Exercise directions
Start with the first line of the records below. Output each line exactly, ending with the one that contains "Exercise. Label the young".

Information given
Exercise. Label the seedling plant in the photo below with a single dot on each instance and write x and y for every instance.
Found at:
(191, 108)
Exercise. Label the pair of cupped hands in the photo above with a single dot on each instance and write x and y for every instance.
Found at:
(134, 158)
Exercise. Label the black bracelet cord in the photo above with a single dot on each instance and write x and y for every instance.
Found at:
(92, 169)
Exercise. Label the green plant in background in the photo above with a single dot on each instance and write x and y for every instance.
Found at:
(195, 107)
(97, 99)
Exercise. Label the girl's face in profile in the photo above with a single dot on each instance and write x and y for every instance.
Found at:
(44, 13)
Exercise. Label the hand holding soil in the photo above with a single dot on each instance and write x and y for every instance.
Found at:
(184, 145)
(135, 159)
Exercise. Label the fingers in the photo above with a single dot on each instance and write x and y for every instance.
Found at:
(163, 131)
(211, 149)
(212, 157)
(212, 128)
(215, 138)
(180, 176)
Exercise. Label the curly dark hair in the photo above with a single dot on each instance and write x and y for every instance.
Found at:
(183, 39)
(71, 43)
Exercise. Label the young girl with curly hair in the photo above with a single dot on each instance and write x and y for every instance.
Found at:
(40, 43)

Exercise answer
Exercise. Label the seedling plant in the photo below with a single dot on each instance and write x and y for every instance.
Found at:
(191, 108)
Exercise. Label the pair of cupped hands in the photo above with a single dot on each instance and write x and y for every instance.
Found at:
(134, 158)
Exercise. Label the black bracelet cord in the photo above with a single dot on each instance and write x and y for every instance.
Found at:
(92, 169)
Exercise. Label the green plant in background in the photo above with a single dot on each instance and write x and y for every instance.
Found at:
(195, 107)
(97, 99)
Exercise. Label the girl's face in profile in the photo above with a single dot on each instance and write x and y for every instance.
Found at:
(44, 13)
Exercise. Label the hand holding soil in the photo above with a single dot on each instance and write x and y for every instance.
Found at:
(184, 145)
(135, 159)
Exercise. Label the fingers in the photo above with a single dot on each instance and write x and y for every instance.
Found at:
(163, 131)
(211, 149)
(212, 157)
(212, 128)
(215, 138)
(180, 176)
Exercise. Label the curly dark hair in the photo above with a single dot on each instance and write x and y for every instance.
Found at:
(183, 39)
(71, 43)
Exercise. Label the young girl with curly hair in the photo above with a single dot on each instance and write x and y for every instance.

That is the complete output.